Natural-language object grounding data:

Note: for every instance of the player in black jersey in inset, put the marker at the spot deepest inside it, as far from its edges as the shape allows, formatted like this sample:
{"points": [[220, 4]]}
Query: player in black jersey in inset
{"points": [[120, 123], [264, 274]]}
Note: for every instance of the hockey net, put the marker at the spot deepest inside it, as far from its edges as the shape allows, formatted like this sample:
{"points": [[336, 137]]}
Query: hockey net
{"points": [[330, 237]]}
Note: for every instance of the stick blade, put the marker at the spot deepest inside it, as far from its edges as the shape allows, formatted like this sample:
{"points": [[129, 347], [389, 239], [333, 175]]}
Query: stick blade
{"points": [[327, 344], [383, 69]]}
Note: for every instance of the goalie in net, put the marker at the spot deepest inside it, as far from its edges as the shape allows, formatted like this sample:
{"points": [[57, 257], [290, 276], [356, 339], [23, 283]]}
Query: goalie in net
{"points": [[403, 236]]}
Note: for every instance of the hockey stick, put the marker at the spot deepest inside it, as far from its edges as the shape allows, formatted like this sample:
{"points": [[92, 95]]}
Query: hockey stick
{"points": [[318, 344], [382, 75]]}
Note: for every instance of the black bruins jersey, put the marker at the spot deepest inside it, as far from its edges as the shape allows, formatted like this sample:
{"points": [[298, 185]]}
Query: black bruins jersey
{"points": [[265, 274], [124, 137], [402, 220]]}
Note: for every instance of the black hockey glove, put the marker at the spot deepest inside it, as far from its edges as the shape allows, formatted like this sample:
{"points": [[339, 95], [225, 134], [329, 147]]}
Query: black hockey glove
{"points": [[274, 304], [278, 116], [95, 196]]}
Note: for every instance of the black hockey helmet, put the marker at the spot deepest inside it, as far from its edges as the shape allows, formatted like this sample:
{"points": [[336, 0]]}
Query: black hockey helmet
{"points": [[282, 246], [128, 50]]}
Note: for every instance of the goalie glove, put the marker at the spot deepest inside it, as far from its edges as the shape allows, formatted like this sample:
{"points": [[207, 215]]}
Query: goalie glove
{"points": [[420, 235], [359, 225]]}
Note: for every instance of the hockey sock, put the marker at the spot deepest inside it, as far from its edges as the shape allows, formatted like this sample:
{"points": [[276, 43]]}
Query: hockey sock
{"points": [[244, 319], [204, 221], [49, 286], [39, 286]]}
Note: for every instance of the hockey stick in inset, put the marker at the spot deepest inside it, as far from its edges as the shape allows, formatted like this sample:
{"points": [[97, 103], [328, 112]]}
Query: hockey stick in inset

ASSIGNED TASK:
What you return must match the data line for line.

RESULT OF THIS EXERCISE:
Note: for every instance of the player in black jersey in inset, put the marker at the spot deepest inside it, as far from its edges as the shape allows, formatted like this sample:
{"points": [[220, 4]]}
Query: player in black jersey in inset
{"points": [[120, 123], [264, 274]]}
Note: for every instance of the hockey net, put the marker at the spot deepest inside it, as far from its edges as the shape allows, formatted like this sample:
{"points": [[336, 137]]}
Query: hockey net
{"points": [[330, 237]]}
Note: for every instance of the stick blade, put the marker at the spot deepest inside it, as far from its edges as the shape allows, formatted like this sample:
{"points": [[129, 347], [389, 239], [333, 175]]}
Query: stick blade
{"points": [[327, 344], [383, 69]]}
Note: for every instance of the goalie in net, put the marker at the spot deepest inside it, as far from its edges as the shape allows, formatted like this sample:
{"points": [[57, 257], [290, 276], [356, 339], [23, 283]]}
Query: goalie in net
{"points": [[403, 236]]}
Note: for every instance of the hockey stick, put the marker at the spot deepest inside it, as far from its edges as the shape allows, formatted like this sample:
{"points": [[92, 95]]}
Query: hockey stick
{"points": [[318, 344], [382, 75]]}
Note: for every instance of the black bruins jersey, put the marker at the spot deepest inside it, as far from its edges as the shape allows, formatted like this sample:
{"points": [[298, 185]]}
Query: black bruins jersey
{"points": [[265, 274], [124, 137], [402, 220]]}
Note: for every instance of the black hockey glove, put the marker at the spot deepest inside it, as far from its edges as the shape allows, formatted like this sample:
{"points": [[339, 95], [225, 134], [329, 147]]}
Query: black hockey glove
{"points": [[274, 304], [278, 116], [95, 196]]}
Note: for every instance of the black hockey helmet, put the marker at the spot deepest inside it, as far from its edges as the shape allows, formatted like this sample:
{"points": [[336, 0]]}
Query: black hockey helmet
{"points": [[282, 246], [128, 50]]}
Note: for every instance of the goalie glove, put the marker at the spot deepest inside it, as far from its edges as the shape allows, formatted like this sample:
{"points": [[207, 215]]}
Query: goalie glove
{"points": [[420, 235], [359, 225]]}
Note: for every instance of the hockey sock, put the marker at the spot deepest inside it, as far from its edges as the shape allows, formatted like this sample:
{"points": [[276, 43]]}
Query: hockey sock
{"points": [[244, 319], [204, 221], [49, 286], [39, 286]]}
Note: for every instance of the hockey stick in inset, put the marker at the spot deepest inside it, as far from its edges as the shape allows, formatted like this sample:
{"points": [[97, 103], [328, 112]]}
Query: hockey stick in inset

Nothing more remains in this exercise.